Input for this task start

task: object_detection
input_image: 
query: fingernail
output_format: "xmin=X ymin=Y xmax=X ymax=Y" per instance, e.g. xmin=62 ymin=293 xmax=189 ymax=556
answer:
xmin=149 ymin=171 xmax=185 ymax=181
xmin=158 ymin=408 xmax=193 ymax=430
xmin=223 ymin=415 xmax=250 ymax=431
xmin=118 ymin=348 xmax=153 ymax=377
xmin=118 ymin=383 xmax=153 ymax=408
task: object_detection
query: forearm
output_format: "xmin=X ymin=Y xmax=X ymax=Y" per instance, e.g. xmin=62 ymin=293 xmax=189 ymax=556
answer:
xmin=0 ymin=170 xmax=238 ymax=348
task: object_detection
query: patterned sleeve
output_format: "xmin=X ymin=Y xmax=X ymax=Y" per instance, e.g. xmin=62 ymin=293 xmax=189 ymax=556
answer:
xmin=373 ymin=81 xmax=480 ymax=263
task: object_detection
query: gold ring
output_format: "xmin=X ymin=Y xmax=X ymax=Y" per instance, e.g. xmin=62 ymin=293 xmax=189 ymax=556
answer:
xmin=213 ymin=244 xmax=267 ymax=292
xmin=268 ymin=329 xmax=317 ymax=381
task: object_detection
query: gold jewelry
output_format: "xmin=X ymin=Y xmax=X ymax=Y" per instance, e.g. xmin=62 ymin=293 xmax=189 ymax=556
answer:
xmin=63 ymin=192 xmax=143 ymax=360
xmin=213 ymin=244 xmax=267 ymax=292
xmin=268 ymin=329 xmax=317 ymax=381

Input for this task end
Input for this task start

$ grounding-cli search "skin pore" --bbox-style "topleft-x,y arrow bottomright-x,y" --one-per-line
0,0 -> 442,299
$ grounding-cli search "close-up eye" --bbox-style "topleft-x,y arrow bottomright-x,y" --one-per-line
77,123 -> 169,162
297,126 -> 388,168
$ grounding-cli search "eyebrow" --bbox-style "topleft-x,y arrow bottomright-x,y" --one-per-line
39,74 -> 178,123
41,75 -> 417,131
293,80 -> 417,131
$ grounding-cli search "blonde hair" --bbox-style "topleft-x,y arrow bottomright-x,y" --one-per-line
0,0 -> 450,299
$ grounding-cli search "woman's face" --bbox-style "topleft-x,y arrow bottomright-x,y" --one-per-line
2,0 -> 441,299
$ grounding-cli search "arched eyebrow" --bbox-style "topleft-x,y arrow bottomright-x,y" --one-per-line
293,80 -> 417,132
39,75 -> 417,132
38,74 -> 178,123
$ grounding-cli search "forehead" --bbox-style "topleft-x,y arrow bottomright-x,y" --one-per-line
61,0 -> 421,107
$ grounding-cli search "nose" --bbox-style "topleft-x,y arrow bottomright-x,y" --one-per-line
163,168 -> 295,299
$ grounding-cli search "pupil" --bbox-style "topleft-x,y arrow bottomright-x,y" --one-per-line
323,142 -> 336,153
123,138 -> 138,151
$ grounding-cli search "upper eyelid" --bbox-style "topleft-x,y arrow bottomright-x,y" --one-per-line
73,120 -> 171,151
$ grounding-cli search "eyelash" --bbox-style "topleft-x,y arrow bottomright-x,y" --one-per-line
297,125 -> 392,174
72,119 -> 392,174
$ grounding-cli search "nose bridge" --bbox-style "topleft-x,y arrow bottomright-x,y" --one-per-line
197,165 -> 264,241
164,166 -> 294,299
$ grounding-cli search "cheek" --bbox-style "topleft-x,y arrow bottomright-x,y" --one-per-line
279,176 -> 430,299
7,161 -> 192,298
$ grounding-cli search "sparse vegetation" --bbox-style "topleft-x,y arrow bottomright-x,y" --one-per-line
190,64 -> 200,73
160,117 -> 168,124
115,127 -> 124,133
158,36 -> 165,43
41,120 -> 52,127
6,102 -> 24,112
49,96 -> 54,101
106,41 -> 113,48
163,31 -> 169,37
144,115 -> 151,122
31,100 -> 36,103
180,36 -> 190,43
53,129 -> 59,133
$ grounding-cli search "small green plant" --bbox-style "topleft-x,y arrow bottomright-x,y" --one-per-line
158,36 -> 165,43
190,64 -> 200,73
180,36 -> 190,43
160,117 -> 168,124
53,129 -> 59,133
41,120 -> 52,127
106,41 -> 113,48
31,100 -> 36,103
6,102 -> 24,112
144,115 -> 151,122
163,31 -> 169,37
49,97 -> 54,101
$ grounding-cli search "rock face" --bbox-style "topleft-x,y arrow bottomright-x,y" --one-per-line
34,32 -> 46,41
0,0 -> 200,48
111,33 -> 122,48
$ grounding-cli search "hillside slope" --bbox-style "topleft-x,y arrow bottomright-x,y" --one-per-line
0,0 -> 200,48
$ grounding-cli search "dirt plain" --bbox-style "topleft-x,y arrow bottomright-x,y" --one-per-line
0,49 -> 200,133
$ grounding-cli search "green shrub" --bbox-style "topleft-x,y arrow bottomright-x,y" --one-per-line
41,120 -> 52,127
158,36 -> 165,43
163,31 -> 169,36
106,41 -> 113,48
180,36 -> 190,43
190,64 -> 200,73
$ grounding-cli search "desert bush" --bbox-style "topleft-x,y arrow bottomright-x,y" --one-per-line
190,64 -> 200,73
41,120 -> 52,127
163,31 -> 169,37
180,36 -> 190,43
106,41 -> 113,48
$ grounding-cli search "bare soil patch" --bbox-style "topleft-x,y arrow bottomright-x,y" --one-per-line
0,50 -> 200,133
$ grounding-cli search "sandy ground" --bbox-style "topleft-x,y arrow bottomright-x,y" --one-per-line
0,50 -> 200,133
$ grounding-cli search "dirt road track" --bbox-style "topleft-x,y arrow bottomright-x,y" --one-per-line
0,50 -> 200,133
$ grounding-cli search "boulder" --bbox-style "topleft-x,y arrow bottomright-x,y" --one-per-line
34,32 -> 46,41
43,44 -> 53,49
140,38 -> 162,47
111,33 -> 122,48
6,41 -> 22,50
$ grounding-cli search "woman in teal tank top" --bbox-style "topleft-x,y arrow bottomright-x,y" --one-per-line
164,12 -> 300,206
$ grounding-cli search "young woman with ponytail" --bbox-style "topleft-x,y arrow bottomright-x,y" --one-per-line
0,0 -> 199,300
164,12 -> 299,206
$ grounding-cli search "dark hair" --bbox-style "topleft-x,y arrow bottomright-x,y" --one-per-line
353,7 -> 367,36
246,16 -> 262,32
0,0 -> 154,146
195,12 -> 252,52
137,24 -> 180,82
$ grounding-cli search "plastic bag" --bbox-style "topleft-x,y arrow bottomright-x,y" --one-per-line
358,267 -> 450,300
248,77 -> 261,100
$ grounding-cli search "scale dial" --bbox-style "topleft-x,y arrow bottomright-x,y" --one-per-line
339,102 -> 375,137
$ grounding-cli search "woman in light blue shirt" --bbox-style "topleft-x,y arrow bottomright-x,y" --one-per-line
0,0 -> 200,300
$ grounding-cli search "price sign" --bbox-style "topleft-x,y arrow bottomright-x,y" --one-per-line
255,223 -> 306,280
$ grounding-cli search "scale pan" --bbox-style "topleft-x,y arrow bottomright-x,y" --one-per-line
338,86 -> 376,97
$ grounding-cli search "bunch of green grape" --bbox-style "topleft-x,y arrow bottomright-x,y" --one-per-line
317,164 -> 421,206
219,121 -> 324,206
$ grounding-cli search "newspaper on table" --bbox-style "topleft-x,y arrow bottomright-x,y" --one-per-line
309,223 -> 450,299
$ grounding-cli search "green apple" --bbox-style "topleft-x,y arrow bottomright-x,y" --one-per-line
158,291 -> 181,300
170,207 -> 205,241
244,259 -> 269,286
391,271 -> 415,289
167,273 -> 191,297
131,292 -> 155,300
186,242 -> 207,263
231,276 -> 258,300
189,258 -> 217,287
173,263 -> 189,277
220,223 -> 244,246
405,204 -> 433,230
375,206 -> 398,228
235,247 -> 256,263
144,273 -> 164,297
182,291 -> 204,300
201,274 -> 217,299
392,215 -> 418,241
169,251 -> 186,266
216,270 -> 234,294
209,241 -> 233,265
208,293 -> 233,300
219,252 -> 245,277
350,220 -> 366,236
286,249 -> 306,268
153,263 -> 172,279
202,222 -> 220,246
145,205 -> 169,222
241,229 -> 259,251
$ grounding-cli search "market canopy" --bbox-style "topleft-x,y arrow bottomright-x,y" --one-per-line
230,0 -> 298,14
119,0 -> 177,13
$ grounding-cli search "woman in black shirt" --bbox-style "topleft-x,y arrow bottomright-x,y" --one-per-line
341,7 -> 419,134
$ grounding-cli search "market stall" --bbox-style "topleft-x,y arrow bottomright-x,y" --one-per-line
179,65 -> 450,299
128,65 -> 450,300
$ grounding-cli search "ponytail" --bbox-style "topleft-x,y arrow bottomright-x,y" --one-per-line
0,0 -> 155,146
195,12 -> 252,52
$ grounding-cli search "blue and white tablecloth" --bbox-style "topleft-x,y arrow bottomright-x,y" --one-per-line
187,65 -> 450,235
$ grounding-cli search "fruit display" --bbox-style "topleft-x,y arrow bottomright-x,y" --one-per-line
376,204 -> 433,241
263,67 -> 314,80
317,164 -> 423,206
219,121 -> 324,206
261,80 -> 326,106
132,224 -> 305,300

Input for this task end

▶ What is required: Gather every line in the rows above that contains the word "green", copying each such line in full.

▶ Exercise solution:
$ grounding-cli search "small green plant" --bbox-style "topleft-x,y arrow bottomright-x,y" --one-per-line
$ grounding-cli search "green shrub" --bbox-style "topleft-x,y arrow bottomright-x,y" --one-per-line
$ grounding-cli search "bunch of green grape" --bbox-style "topleft-x,y arrow bottomright-x,y" --one-per-line
$ grounding-cli search "green apple" --bbox-style "topleft-x,y arrow bottomright-x,y" --one-per-line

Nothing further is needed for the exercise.